- CONSIGNES -
(A) Redonnez intégralement l'extrait sur les frais de déménagement, sans rien y changer.
(B) Recopiez à l'identique le passage du listing qui va de la ligne contenant « [locate] branch (give » jusqu'à la fin du listing, ces deux bornes comprises, et rien d'autre.

- PAGE -

┄┄┄┄┄┄┄┄┄┄

Dans un certain nombre de décisions, les mots « et a, de ce fait, déménagé » ont été interprétés comme signifiant que le contribuable doit avoir un emploi au nouvel endroit avant de s’y installer. Dans la décision Pelchat v. M.N.R., 84 DTC 1865, le juge Tremblay a dit ce qui suit au paragraphe 25 :

 

            La Cour croit cependant que l’interprétation à donner est que lorsque le contribuable déménage en fait, il doit avoir déjà trouvé un emploi dans le nouvel endroit pour pouvoir bénéficier de la déduction prévue à la disposition 62.

 

La décision Pelchat a été suivie par le juge Beaubier dans la décision Ball v. The Queen, [1996] 3 C.T.C. 2178, et par le juge Hamlyn dans la décision Hippola v. The Queen, [2002] 1 C.T.C. 2156.

 

[8]     Le libellé de l’article 62, tel qu’il existe à l’heure actuelle, est passablement différent de celui de l’ancienne disposition :

 

       Dispositions existant après 1997

 

62(1)    Un contribuable peut déduire dans le calcul de son revenu pour une année d’imposition les sommes qu’il a payées au titre des frais de déménagement engagés relativement à une réinstallation admissible [...]

 

            a)         [...]

 

         248(1)     Les définitions qui suivent s’appliquent à la présente loi.

┄┄┄┄┄┄┄┄┄┄

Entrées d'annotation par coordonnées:

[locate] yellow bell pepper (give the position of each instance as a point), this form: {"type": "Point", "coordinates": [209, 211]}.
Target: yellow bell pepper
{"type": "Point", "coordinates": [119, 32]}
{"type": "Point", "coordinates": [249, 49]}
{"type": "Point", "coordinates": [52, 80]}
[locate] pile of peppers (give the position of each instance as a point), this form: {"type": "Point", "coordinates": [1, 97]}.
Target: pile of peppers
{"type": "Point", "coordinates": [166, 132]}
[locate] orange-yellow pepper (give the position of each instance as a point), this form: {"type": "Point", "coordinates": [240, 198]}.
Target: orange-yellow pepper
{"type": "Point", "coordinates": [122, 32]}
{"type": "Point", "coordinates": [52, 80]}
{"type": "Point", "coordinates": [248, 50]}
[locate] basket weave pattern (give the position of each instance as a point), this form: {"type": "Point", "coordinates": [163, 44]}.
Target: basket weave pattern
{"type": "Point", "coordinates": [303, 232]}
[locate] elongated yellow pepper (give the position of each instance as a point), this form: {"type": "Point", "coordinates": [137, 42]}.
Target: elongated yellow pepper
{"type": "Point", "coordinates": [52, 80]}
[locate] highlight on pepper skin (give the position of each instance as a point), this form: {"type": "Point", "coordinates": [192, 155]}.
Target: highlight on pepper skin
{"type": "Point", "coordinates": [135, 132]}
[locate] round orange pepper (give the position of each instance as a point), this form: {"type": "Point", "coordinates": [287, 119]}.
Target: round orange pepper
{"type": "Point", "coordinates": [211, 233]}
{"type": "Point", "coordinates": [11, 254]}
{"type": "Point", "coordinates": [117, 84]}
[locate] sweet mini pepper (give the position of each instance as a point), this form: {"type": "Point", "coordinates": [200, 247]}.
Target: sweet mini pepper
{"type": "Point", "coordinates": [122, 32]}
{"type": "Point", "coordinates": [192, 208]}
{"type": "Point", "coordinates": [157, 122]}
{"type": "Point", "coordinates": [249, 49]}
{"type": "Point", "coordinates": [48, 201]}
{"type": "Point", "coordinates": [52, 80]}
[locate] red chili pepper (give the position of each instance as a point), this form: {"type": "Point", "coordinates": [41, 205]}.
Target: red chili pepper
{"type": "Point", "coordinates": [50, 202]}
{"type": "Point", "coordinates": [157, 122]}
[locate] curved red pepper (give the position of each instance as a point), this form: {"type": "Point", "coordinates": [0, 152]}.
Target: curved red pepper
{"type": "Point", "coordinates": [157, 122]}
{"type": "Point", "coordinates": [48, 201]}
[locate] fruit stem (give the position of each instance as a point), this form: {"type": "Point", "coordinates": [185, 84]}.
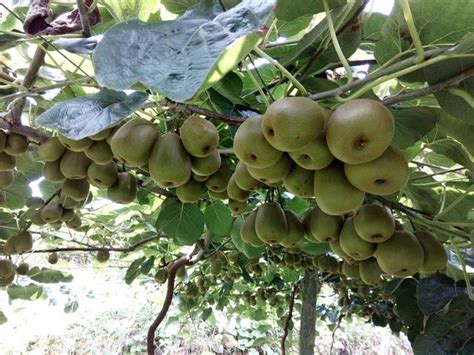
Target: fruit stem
{"type": "Point", "coordinates": [284, 71]}
{"type": "Point", "coordinates": [412, 29]}
{"type": "Point", "coordinates": [335, 42]}
{"type": "Point", "coordinates": [257, 85]}
{"type": "Point", "coordinates": [467, 278]}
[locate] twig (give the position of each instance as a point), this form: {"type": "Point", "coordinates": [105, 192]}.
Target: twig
{"type": "Point", "coordinates": [112, 249]}
{"type": "Point", "coordinates": [288, 318]}
{"type": "Point", "coordinates": [83, 13]}
{"type": "Point", "coordinates": [430, 89]}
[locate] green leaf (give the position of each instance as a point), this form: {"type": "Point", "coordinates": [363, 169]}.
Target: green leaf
{"type": "Point", "coordinates": [133, 270]}
{"type": "Point", "coordinates": [30, 292]}
{"type": "Point", "coordinates": [218, 218]}
{"type": "Point", "coordinates": [188, 48]}
{"type": "Point", "coordinates": [45, 275]}
{"type": "Point", "coordinates": [71, 306]}
{"type": "Point", "coordinates": [88, 115]}
{"type": "Point", "coordinates": [290, 10]}
{"type": "Point", "coordinates": [123, 10]}
{"type": "Point", "coordinates": [3, 318]}
{"type": "Point", "coordinates": [412, 124]}
{"type": "Point", "coordinates": [434, 292]}
{"type": "Point", "coordinates": [182, 221]}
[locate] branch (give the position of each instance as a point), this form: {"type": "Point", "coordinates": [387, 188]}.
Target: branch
{"type": "Point", "coordinates": [112, 249]}
{"type": "Point", "coordinates": [288, 318]}
{"type": "Point", "coordinates": [453, 81]}
{"type": "Point", "coordinates": [182, 261]}
{"type": "Point", "coordinates": [83, 14]}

┄┄┄┄┄┄┄┄┄┄

- RÉPONSES PAR CONSIGNE -
(A)
Dans un certain nombre de décisions, les mots « et a, de ce fait, déménagé » ont été interprétés comme signifiant que le contribuable doit avoir un emploi au nouvel endroit avant de s’y installer. Dans la décision Pelchat v. M.N.R., 84 DTC 1865, le juge Tremblay a dit ce qui suit au paragraphe 25 :

 

            La Cour croit cependant que l’interprétation à donner est que lorsque le contribuable déménage en fait, il doit avoir déjà trouvé un emploi dans le nouvel endroit pour pouvoir bénéficier de la déduction prévue à la disposition 62.

 

La décision Pelchat a été suivie par le juge Beaubier dans la décision Ball v. The Queen, [1996] 3 C.T.C. 2178, et par le juge Hamlyn dans la décision Hippola v. The Queen, [2002] 1 C.T.C. 2156.

 

[8]     Le libellé de l’article 62, tel qu’il existe à l’heure actuelle, est passablement différent de celui de l’ancienne disposition :

 

       Dispositions existant après 1997

 

62(1)    Un contribuable peut déduire dans le calcul de son revenu pour une année d’imposition les sommes qu’il a payées au titre des frais de déménagement engagés relativement à une réinstallation admissible [...]

 

            a)         [...]

 

         248(1)     Les définitions qui suivent s’appliquent à la présente loi.

(B)
[locate] branch (give the position of each instance as a point), this form: {"type": "Point", "coordinates": [387, 188]}.
Target: branch
{"type": "Point", "coordinates": [112, 249]}
{"type": "Point", "coordinates": [288, 318]}
{"type": "Point", "coordinates": [453, 81]}
{"type": "Point", "coordinates": [182, 261]}
{"type": "Point", "coordinates": [83, 14]}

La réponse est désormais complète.